------ Extracted material

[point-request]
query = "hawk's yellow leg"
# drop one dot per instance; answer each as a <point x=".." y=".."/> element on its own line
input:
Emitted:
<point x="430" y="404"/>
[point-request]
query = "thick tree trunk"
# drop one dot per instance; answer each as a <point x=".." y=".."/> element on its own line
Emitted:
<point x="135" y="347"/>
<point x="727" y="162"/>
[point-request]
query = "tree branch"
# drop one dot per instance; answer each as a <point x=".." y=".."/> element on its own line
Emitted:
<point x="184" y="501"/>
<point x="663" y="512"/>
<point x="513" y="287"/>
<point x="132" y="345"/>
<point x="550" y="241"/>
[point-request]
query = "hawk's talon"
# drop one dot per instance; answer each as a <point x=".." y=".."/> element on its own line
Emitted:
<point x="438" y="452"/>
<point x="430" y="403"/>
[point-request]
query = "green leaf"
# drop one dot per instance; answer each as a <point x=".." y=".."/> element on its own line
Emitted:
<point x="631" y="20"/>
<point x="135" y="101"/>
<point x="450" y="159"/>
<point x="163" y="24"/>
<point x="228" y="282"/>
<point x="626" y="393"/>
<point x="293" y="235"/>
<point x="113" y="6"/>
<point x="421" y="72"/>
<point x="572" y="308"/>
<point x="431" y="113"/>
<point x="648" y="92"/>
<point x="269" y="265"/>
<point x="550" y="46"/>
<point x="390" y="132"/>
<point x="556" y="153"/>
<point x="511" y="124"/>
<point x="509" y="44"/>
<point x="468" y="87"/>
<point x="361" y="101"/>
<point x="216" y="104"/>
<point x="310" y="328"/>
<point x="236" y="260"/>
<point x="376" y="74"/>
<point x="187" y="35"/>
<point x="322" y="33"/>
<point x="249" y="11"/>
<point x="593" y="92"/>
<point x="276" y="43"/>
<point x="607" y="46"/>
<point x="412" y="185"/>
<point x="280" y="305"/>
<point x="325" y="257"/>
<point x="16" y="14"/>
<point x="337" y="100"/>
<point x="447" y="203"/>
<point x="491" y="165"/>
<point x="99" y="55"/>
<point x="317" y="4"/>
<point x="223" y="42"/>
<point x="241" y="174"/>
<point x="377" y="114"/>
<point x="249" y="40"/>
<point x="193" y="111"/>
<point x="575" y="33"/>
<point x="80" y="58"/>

------------

Problem statement: Go through the material above line by line and copy it exactly.

Response:
[point-request]
query = "hawk's yellow leg"
# drop one dot per instance; answer each as a <point x=".." y=".."/> element on its own line
input:
Emitted:
<point x="430" y="404"/>
[point-request]
query = "thick tree trunk"
# drop one dot per instance; answer each as a <point x=".." y=".."/> element on its own line
Emitted:
<point x="135" y="347"/>
<point x="727" y="162"/>
[point-request]
query = "tree branch"
# drop one dot per instance; answer each as a <point x=".." y=".."/> element on its own line
Emitted:
<point x="184" y="501"/>
<point x="663" y="512"/>
<point x="513" y="287"/>
<point x="132" y="345"/>
<point x="550" y="241"/>
[point-request]
query = "hawk's talon"
# drop one dot per instance; answer each as a <point x=".." y=".."/> element on its own line
Emitted:
<point x="438" y="452"/>
<point x="430" y="403"/>
[point-request]
query = "green leaf"
# drop one dot per instance; answer each as a <point x=".." y=".."/> element on its own line
Emitted:
<point x="631" y="20"/>
<point x="135" y="101"/>
<point x="450" y="159"/>
<point x="163" y="24"/>
<point x="228" y="282"/>
<point x="626" y="393"/>
<point x="293" y="235"/>
<point x="113" y="6"/>
<point x="421" y="72"/>
<point x="572" y="308"/>
<point x="431" y="113"/>
<point x="648" y="92"/>
<point x="269" y="265"/>
<point x="550" y="46"/>
<point x="390" y="132"/>
<point x="556" y="153"/>
<point x="511" y="124"/>
<point x="509" y="44"/>
<point x="468" y="87"/>
<point x="361" y="101"/>
<point x="216" y="104"/>
<point x="310" y="328"/>
<point x="236" y="260"/>
<point x="376" y="74"/>
<point x="187" y="35"/>
<point x="322" y="33"/>
<point x="249" y="11"/>
<point x="593" y="92"/>
<point x="276" y="43"/>
<point x="607" y="46"/>
<point x="412" y="185"/>
<point x="280" y="305"/>
<point x="325" y="257"/>
<point x="16" y="14"/>
<point x="337" y="100"/>
<point x="447" y="203"/>
<point x="491" y="165"/>
<point x="99" y="55"/>
<point x="317" y="4"/>
<point x="223" y="42"/>
<point x="241" y="174"/>
<point x="377" y="114"/>
<point x="249" y="40"/>
<point x="193" y="111"/>
<point x="575" y="33"/>
<point x="80" y="58"/>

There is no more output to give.